**TASK TO CARRY OUT:**
An exact repetition of the data below, without images, is the expected answer.

**EXERCISE MATERIALS:**
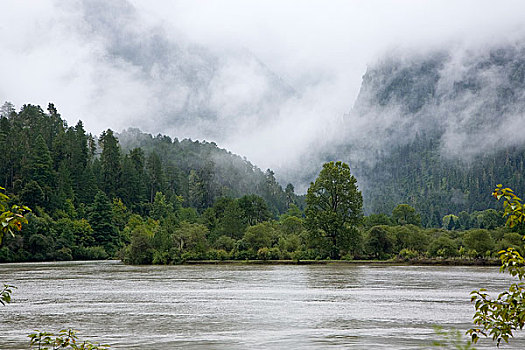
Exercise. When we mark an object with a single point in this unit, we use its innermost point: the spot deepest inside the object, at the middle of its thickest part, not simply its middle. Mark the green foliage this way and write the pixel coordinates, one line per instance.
(443, 247)
(11, 219)
(451, 339)
(5, 294)
(478, 240)
(404, 214)
(334, 207)
(376, 220)
(64, 339)
(101, 220)
(514, 210)
(378, 242)
(499, 317)
(263, 235)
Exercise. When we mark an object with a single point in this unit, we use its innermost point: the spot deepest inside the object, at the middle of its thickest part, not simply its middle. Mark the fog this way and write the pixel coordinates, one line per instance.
(270, 80)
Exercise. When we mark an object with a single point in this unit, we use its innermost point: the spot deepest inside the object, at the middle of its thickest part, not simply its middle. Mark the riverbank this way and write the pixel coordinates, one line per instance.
(393, 262)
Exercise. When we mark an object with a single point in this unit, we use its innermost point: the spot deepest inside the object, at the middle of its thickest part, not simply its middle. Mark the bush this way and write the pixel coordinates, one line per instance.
(479, 240)
(408, 254)
(63, 254)
(161, 258)
(247, 254)
(218, 254)
(443, 247)
(263, 254)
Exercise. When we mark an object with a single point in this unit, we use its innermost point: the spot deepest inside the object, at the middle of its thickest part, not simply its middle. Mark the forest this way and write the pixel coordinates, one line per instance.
(157, 200)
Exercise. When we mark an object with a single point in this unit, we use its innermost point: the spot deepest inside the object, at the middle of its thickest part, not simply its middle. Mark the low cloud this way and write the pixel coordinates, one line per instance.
(273, 81)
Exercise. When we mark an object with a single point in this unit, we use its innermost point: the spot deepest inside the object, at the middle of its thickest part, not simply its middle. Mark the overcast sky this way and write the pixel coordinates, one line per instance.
(88, 58)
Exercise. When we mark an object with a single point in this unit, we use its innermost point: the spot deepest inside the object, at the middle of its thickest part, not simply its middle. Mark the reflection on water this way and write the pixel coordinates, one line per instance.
(240, 307)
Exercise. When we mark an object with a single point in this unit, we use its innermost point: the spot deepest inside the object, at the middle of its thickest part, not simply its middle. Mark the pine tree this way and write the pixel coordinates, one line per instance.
(110, 163)
(101, 220)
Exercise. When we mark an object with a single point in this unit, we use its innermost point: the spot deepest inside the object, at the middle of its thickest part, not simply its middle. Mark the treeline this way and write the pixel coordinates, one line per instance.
(419, 175)
(242, 229)
(86, 191)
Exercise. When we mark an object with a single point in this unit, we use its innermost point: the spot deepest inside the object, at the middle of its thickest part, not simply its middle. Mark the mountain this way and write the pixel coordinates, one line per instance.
(50, 165)
(438, 130)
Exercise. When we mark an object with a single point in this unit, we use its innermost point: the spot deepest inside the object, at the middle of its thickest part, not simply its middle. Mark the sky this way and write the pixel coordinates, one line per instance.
(270, 80)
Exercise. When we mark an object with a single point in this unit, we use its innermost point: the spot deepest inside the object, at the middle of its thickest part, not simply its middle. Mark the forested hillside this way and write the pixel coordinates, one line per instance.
(439, 130)
(83, 188)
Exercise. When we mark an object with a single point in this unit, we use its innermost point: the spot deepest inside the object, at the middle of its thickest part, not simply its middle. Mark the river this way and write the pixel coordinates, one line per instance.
(243, 306)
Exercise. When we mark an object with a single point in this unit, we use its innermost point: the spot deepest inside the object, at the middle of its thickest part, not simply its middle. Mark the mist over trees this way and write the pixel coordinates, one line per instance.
(152, 199)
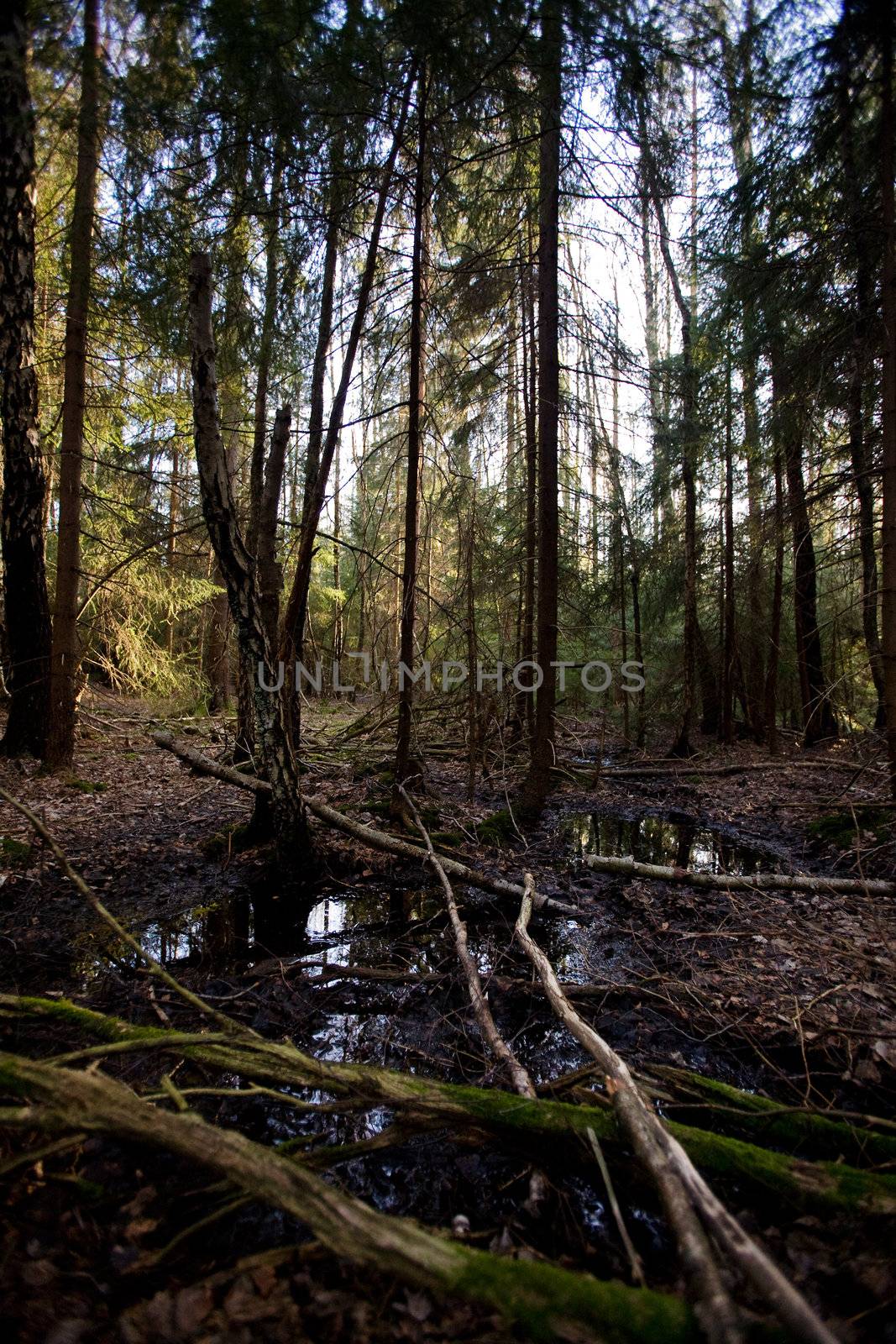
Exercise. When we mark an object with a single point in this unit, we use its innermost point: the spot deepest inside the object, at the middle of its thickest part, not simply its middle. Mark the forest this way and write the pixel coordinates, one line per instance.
(448, 671)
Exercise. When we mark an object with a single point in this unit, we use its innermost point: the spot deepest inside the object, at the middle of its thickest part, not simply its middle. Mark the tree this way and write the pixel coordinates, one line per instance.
(291, 831)
(888, 386)
(548, 402)
(66, 651)
(26, 604)
(416, 421)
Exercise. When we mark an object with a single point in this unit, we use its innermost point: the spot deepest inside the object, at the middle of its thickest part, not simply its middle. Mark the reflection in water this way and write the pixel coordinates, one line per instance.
(647, 839)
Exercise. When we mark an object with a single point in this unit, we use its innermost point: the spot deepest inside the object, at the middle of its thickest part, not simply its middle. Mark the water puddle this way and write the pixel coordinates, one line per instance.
(671, 840)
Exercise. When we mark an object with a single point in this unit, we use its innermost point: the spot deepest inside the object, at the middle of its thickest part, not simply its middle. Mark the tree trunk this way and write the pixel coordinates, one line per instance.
(416, 416)
(280, 766)
(550, 94)
(66, 645)
(530, 531)
(681, 746)
(888, 390)
(24, 488)
(859, 450)
(728, 591)
(244, 718)
(293, 622)
(819, 718)
(777, 601)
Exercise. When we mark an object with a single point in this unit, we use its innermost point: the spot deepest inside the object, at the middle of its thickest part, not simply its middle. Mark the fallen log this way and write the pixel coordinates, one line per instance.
(517, 1075)
(735, 882)
(680, 768)
(685, 1196)
(544, 1300)
(364, 833)
(773, 1178)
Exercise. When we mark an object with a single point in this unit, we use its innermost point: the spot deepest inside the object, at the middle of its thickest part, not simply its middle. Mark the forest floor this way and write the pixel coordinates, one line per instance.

**ANSWER TO THE PROBLEM:**
Exercise. When we mark an object with a single point in this unit, we use its innermost point: the spot deepest inside the object, at the middle of its thickest part, not simply its middle. Mark the green foliage this way and write the pixel coordinates, one line per instance.
(443, 247)
(11, 219)
(451, 339)
(5, 294)
(478, 240)
(404, 214)
(334, 207)
(376, 220)
(64, 339)
(101, 220)
(514, 210)
(378, 242)
(499, 317)
(263, 235)
Exercise. When we mark an object with a single point in this unit, we use its innermost point: the spot deepest inside the object, at the middle of its thickest part, not simply its middle. Mark the fog this way and write the pixel coordinates, one line per instance.
(270, 80)
Exercise. When we mark an object with a single point in this unit, we use its innermost point: the spot deepest inside the object, at the middle of its thickest part, not simply its middle. Mark the riverbank this way and write the pixel coordinates, one line per instance.
(393, 262)
Exercise. When we mark an object with a single point in this unit, we use its innermost point: the spot deepest inside the object, at the middle of its thickest part, not simply its middle. Mark the bush this way and write the pixel coordinates, one line per instance.
(479, 240)
(408, 254)
(63, 254)
(161, 258)
(247, 254)
(218, 254)
(443, 247)
(263, 254)
Exercise. When we mark an object with a single point in this unit, we use its innermost point: the spot deepest inside the object, at the middle of its thickest part, not simply its middle. Mark the forest this way and write the pixel coordinates, one line per instance.
(157, 200)
Exercise. When we mark an object with a single point in this unit, we use its innermost point: the spot deepest inside the object, at the middle of its thickest part, not simply its middle. Mark the low cloud this way and write the pixel coordinates, one line per instance.
(273, 81)
Exercise. When we mark an object with a single point in this unit, we use its innermost point: the spot deepest inside the object, at the middle of its thickest part, not simply its middle. Mark the overcast sky this way and write the pixel coordinates, one line per instance.
(88, 58)
Exercise. When we mark an object with a single point in this unit, we use its innermost point: the spot deepest inside the object, at the middle of its thickest part, not simply its middle. Mark the reflection on water this way and write the pixel coordinates, one line per instance.
(240, 307)
Exercise. When we mark an object with a single point in this unit, we use its innermost point: the spot deepest inside the object, at the middle of its thickest part, not simply its middle. Mark the pine tree this way and write the pixel coordinates, one line per instance.
(110, 163)
(101, 220)
Exercise. When we mark an object with a single point in this unit, we use its innermost point: the spot deepest inside the object, at the middle of its thickest part, not simply its middle. Mark the treeline this way and write the pixel coordinates, one line per instance.
(419, 175)
(242, 229)
(86, 191)
Exercise. When we mark an object with a single point in this unit, we use its innermost point: the spot deepest inside the object, at the middle of its thickest part, not simply its middle. Mark the mountain this way and write the pixel coordinates, one line per instance.
(50, 165)
(438, 130)
Exercise. When we mark an object with a single point in this unit, we use its innermost point: the spot deepest inside the object, at the middle of its thickest part, not simply its middle. Mark the sky this way and write the pixel coordinates, one line per instance.
(270, 80)
Exercise. When we mark an object with a single point in this unit, we use its innermost point: the spot deepest inside the object, at the middle of its thickest part, not simply its middle. Mark the forested hillside this way and write the pixel coordinates, one line per instance.
(439, 130)
(83, 188)
Exercise. When we mark an object with a single point in this unit, we use its innermost point: the spot deepest inside the object, at the middle of its thickest part, not simply its middle. Mark the river this way and write the pixel coordinates, one line per instance.
(243, 306)
Exercise. When we mark an object with a single point in this unit, we use its innermost point: the spot deepest inside the object, at the middle of its thickest part, not simply its middle. Mark the mist over trees this way and write the pixel coordinates, one line per instance.
(152, 199)
Exercise. When we mark an object with a single point in this unit, we use its innermost point: the spot deepest inside the object, at the middle of its thickest part, not simply its middle. Mark the forest this way and write the pixel coordinates, one line per instance.
(448, 671)
Exercise. When we mark an object with a single point in this unit, we use its innermost point: the spot deepest inside the object, at the middle of its thickest part, not simply its middle. Mark the tree this way and write the pixel coordinates, one line per instance.
(291, 831)
(888, 386)
(548, 402)
(66, 651)
(26, 604)
(416, 421)
Exercise. When we mark an object with a single point in this unit, we use its innermost point: the spot deepest inside the object, at the middle of its thickest part, not simply its middle. Mark the reflection in water this way and write the pixel coordinates, one line per instance.
(647, 839)
Exercise. When we mark an object with a single point in this unit, we use its innermost point: the spot deepest inside the object, at the middle of its thickest part, not simply its middle. Mark the water puddle this way and write the pixel coordinates, one line per instance.
(671, 840)
Exercise. When we mark an object with a single point in this unit, we use its innermost point: the spot deepest inside the object, at the middle of its thickest part, not simply its middle. Mark the tree trunk this way and write the pixel coordinates, one line per instance.
(416, 416)
(280, 766)
(550, 94)
(66, 645)
(530, 531)
(681, 746)
(888, 390)
(24, 488)
(859, 450)
(728, 591)
(244, 718)
(293, 622)
(819, 718)
(777, 601)
Exercise. When we mark an object with a single point in this unit, we use its innermost point: the spot deepest inside the object, at the middle of its thickest part, not simply its middle. Mark the fallen log this way and write the pixel coordinates, one line per instance.
(517, 1075)
(735, 882)
(680, 768)
(685, 1196)
(544, 1300)
(364, 833)
(773, 1178)
Exercise. When we mark an object with a single point in this unit, we use its innermost point: the spot deepest inside the object, at the middle of its thickest part, not simply its middle. Mark the forest floor this way and write the pixel coordinates, one line per instance.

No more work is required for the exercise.